##### Exercise material

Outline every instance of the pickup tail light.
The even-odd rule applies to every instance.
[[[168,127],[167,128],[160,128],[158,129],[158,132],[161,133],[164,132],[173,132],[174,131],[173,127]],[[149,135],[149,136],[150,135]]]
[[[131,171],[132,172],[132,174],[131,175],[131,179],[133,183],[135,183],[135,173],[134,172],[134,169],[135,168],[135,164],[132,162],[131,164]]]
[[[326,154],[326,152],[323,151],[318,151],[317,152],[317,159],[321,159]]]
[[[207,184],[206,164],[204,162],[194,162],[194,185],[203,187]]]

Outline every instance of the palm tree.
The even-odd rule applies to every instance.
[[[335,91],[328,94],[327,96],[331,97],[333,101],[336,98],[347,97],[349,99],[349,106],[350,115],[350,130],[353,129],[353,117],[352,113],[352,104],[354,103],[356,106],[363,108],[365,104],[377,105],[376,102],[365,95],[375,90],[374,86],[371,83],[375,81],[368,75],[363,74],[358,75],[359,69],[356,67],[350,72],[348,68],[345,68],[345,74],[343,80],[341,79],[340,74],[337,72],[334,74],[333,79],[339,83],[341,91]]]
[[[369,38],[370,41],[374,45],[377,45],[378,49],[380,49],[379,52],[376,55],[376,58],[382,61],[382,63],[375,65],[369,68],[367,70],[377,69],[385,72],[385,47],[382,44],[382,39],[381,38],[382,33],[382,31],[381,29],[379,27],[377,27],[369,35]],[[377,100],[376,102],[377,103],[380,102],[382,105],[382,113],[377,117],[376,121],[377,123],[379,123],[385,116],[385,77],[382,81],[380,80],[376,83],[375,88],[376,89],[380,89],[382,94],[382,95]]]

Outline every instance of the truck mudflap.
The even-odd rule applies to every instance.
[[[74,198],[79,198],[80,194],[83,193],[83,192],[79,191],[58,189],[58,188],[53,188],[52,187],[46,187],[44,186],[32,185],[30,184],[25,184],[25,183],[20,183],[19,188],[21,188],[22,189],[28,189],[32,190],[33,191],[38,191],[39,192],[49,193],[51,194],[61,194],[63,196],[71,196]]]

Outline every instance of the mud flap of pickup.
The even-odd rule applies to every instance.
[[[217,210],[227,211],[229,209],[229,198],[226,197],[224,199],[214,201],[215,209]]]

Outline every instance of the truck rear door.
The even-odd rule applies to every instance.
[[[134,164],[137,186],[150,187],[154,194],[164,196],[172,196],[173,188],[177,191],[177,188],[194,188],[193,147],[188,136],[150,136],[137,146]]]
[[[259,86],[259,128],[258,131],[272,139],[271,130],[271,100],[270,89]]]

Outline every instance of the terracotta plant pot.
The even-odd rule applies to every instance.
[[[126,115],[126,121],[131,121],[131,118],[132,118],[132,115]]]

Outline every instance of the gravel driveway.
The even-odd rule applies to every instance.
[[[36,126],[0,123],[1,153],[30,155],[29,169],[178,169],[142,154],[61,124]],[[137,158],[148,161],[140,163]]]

##########

• _Exercise prompt_: Reproduce every line of the material above word for word, with nothing changed.

• _Response below_:
Outline every instance of the pickup tail light.
The even-odd rule applies to every instance.
[[[168,127],[167,128],[160,128],[158,129],[158,132],[161,133],[164,132],[173,132],[174,131],[173,127]],[[149,135],[149,136],[150,135]]]
[[[131,171],[132,172],[132,174],[131,175],[131,179],[133,183],[135,183],[135,173],[134,172],[134,169],[135,168],[135,164],[132,162],[131,164]]]
[[[326,154],[326,152],[323,151],[318,151],[317,152],[317,159],[321,159]]]
[[[207,184],[206,164],[204,162],[194,162],[194,185],[203,187]]]

Outline every instance of the palm tree.
The even-odd rule applies to every instance.
[[[335,91],[328,94],[327,96],[331,97],[333,101],[336,98],[347,97],[349,99],[349,106],[350,115],[350,130],[353,129],[353,117],[352,113],[352,104],[354,103],[356,106],[363,108],[365,104],[377,105],[376,102],[365,95],[375,90],[374,86],[371,83],[375,81],[368,75],[363,74],[358,75],[359,69],[356,67],[350,72],[348,68],[345,68],[345,74],[343,80],[341,79],[340,74],[337,72],[334,74],[333,79],[339,83],[341,91]]]
[[[369,38],[370,41],[374,45],[377,45],[378,49],[380,49],[379,52],[376,55],[376,58],[382,61],[382,63],[375,65],[369,68],[367,70],[377,69],[385,72],[385,47],[382,44],[382,39],[381,38],[382,33],[382,31],[381,29],[379,27],[377,27],[369,35]],[[377,100],[376,102],[377,103],[380,102],[382,105],[382,113],[377,117],[376,121],[377,123],[379,123],[385,116],[385,77],[382,81],[380,80],[376,83],[375,88],[376,89],[380,89],[382,94],[382,95]]]

Outline every instance of the truck mudflap.
The even-odd rule applies to every instance.
[[[74,198],[79,198],[80,194],[83,193],[83,192],[79,191],[58,189],[58,188],[53,188],[52,187],[46,187],[44,186],[32,185],[30,184],[25,184],[25,183],[20,183],[19,188],[21,188],[22,189],[28,189],[32,190],[33,191],[38,191],[39,192],[49,193],[51,194],[61,194],[63,196],[71,196]]]

Outline every instance of the mud flap of pickup.
The even-odd rule applies to every instance.
[[[217,210],[227,211],[229,209],[229,198],[226,197],[224,199],[214,201],[215,209]]]

Outline every instance of the truck rear door.
The even-odd rule applies to every instance.
[[[134,164],[137,186],[150,187],[154,194],[164,196],[172,196],[173,188],[177,191],[177,188],[194,188],[193,147],[188,136],[150,136],[137,146]]]
[[[259,86],[259,128],[258,131],[272,139],[271,130],[271,100],[270,89]]]

Outline every instance of the terracotta plant pot.
The even-odd rule applies to every instance.
[[[126,115],[126,121],[131,121],[131,118],[132,118],[132,115]]]

Outline every instance of the gravel driveway.
The even-odd rule applies to every instance.
[[[36,126],[0,123],[1,153],[30,155],[29,169],[178,169],[142,154],[61,124]],[[137,158],[148,161],[140,163]]]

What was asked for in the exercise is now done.